### ACTIVITY
An exact transcription is needed, starting with the line that contains "so like, the black" and ending with the last line of the records.

### SOURCE RECORDS
################

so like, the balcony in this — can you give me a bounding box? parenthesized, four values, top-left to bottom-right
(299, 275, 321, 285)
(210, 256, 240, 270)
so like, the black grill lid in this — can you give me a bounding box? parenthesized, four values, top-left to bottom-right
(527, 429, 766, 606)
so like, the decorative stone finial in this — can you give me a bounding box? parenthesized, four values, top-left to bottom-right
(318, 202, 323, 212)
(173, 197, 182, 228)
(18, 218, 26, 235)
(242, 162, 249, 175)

################

### WRITTEN ANSWER
so like, the black grill lid in this — can you give me a bounding box? parenthesized, four values, top-left to bottom-right
(527, 429, 766, 606)
so like, the decorative stone finial in this — can you give me a bounding box? parenthesized, four values, top-left to bottom-right
(318, 202, 323, 212)
(173, 197, 182, 228)
(18, 218, 26, 235)
(242, 162, 249, 175)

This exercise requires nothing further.